> Given task: Starting at the first line of the data and ending at the line containing "[[[229,56],[229,82],[227,86],[227,123],[231,123],[231,56]]]", arrange those lines as a Markdown table with the columns Row and Line. Number each row and leave out blank lines.

> Material to process:
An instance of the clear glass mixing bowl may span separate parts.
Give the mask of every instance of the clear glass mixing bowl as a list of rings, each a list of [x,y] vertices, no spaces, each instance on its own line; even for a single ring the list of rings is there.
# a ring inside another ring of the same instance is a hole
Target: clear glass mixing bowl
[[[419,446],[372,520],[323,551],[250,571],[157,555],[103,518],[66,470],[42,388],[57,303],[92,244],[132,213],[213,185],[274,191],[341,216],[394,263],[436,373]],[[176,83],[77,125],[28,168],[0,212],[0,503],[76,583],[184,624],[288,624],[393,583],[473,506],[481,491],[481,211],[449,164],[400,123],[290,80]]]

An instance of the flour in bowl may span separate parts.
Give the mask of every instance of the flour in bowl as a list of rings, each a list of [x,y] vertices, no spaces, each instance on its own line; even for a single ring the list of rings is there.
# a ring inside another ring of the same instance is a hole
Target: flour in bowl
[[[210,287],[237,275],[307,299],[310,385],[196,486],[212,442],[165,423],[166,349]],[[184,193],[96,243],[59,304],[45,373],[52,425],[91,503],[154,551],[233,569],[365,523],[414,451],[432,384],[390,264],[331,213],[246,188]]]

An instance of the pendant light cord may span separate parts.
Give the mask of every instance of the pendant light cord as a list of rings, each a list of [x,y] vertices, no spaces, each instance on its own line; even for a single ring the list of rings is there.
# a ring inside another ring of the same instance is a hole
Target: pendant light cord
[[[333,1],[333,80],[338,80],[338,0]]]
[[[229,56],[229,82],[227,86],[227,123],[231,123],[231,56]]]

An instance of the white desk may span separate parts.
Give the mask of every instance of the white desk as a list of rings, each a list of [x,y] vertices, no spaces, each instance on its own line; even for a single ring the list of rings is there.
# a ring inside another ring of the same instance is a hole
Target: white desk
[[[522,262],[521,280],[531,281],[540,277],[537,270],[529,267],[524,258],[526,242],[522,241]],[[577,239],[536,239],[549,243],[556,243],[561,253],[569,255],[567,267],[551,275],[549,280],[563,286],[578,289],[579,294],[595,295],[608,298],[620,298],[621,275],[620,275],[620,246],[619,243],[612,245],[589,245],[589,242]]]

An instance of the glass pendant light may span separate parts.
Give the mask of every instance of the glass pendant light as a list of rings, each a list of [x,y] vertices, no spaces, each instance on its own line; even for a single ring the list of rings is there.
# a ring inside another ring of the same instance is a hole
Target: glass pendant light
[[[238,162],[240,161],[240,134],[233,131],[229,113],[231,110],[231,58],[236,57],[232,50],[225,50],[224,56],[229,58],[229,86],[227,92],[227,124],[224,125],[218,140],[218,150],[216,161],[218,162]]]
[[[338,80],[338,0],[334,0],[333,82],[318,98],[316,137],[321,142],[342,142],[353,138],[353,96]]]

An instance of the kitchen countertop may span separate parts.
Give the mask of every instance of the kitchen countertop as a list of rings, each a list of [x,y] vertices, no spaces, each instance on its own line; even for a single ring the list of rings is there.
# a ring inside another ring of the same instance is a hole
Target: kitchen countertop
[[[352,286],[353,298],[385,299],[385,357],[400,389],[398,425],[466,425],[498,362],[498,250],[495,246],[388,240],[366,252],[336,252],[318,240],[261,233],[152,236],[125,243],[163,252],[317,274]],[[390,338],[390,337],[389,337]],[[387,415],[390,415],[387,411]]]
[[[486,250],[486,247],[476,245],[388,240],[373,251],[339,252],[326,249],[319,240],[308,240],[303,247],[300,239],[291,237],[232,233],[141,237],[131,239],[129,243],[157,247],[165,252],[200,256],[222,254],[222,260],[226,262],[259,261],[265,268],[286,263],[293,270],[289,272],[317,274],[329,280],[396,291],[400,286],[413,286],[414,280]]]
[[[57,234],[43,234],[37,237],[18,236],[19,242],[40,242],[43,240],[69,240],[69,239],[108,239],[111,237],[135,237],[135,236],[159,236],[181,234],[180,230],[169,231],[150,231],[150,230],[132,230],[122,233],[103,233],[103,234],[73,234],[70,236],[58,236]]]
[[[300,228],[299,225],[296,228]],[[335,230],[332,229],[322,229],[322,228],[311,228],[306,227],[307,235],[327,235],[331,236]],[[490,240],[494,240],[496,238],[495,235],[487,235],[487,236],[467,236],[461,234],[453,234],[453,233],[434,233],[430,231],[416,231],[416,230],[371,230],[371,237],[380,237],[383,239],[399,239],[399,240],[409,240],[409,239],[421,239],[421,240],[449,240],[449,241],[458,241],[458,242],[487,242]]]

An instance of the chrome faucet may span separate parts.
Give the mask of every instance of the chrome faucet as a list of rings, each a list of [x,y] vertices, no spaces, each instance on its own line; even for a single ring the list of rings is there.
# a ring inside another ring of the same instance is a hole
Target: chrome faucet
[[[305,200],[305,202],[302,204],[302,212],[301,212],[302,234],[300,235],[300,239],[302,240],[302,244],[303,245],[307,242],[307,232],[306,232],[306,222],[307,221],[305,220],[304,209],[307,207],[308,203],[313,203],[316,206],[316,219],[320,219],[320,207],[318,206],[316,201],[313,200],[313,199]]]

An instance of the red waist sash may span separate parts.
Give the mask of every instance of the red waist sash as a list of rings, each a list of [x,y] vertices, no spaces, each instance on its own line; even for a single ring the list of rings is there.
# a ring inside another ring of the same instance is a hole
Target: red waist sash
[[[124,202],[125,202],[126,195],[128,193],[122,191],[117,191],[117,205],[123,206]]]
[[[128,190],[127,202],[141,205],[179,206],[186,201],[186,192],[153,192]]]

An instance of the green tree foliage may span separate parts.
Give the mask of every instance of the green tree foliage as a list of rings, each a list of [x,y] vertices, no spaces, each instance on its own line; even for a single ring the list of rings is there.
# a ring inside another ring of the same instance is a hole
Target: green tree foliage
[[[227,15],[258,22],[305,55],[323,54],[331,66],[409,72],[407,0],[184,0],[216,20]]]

> Response to the task:
| Row | Line |
|---|---|
| 1 | An instance of the clear glass mixing bowl may span separate parts. |
| 2 | Give the mask of every instance of the clear glass mixing bowl as a list of rings, each a list of [x,y] vertices, no spaces, each instance on its own line; even for a single ring the list of rings is there. |
| 3 | # a ring inside another ring of the same instance is a hole |
| 4 | Target: clear glass mixing bowl |
| 5 | [[[419,446],[372,520],[323,551],[250,571],[157,555],[103,518],[66,470],[42,388],[57,303],[92,244],[132,213],[213,185],[274,191],[341,216],[394,263],[436,373]],[[176,83],[77,125],[28,168],[0,212],[0,503],[76,583],[184,624],[288,624],[393,583],[473,506],[481,491],[481,211],[449,164],[400,123],[290,80]]] |
| 6 | An instance of the flour in bowl may span separate parts. |
| 7 | Give the mask of every instance of the flour in bowl as a list of rings, each a list of [x,y] vertices, no spaces, each instance on its own line; even for a single ring the list of rings is there. |
| 8 | # a ring inside another ring of the same instance is a hole |
| 9 | Target: flour in bowl |
| 10 | [[[210,287],[237,275],[307,299],[310,385],[196,486],[212,442],[165,423],[166,349]],[[184,193],[96,243],[59,304],[45,373],[52,425],[91,503],[154,551],[233,569],[365,523],[414,451],[432,384],[390,264],[331,213],[246,188]]] |
| 11 | An instance of the pendant light cord may span separate parts. |
| 12 | Give the mask of every instance of the pendant light cord as a list of rings, each a list of [x,y] vertices, no spaces, each instance on its own line; even for a single ring the list of rings is there. |
| 13 | # a ring inside another ring of the same instance is a hole |
| 14 | Target: pendant light cord |
| 15 | [[[333,1],[333,80],[338,80],[338,0]]] |
| 16 | [[[229,56],[229,82],[227,86],[227,123],[231,123],[231,56]]] |